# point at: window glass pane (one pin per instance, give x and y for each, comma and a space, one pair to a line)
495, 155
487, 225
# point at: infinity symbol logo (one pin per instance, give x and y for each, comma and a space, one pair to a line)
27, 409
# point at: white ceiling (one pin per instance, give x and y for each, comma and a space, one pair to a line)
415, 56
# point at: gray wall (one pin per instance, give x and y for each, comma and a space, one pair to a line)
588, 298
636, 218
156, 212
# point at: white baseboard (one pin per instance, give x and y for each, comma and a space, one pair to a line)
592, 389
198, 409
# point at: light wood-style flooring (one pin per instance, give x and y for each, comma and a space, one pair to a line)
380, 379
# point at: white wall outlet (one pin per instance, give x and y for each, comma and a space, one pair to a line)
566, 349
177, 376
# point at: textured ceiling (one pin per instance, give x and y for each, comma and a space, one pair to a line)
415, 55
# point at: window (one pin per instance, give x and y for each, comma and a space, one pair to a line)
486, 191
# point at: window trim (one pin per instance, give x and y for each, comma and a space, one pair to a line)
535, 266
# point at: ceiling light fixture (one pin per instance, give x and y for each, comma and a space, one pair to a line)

================================

** What the exercise asks **
Rewrite all of the records above as a numbered list, leaving out any blank lines.

** Result of this task **
1. # point at: window glass pane (one pin per instance, give x and y for each, comma and a space, one pair to a line)
2. 495, 155
3. 487, 225
4. # point at: infinity symbol logo (one pin per instance, give x and y for each, comma and a space, one pair to a line)
5. 27, 409
6. # point at: white ceiling (one pin per instance, give x and y for each, comma and a space, one pair to a line)
7. 415, 56
8. # point at: gray wall (one pin per instance, give x and y for each, comma and a space, one pair to a line)
9. 588, 298
10. 636, 218
11. 156, 212
12. # point at: white baseboard (one pin per instance, give x and y for each, comma and a space, one pair to a line)
13. 592, 389
14. 198, 409
15. # point at: light wood-style flooring (one pin per instance, give x and y for each, comma and a space, one pair to a line)
16. 380, 379
17. # point at: white wall outlet (one pin per instance, give x and y for each, comma and a space, one pair to a line)
18. 566, 349
19. 177, 376
20. # point at: textured ceiling (one pin per instance, give x and y for each, comma and a space, one pair to a line)
21. 415, 55
22. # point at: window (one pin per instance, give x and y for each, comma and a space, one pair to a line)
23. 486, 191
24. # point at: window trim (one pin per instance, give x and y for each, comma and a space, one pair to a line)
25. 535, 266
26. # point at: ceiling light fixture (one pin per instance, give x and y for each, comma and a space, one pair to a line)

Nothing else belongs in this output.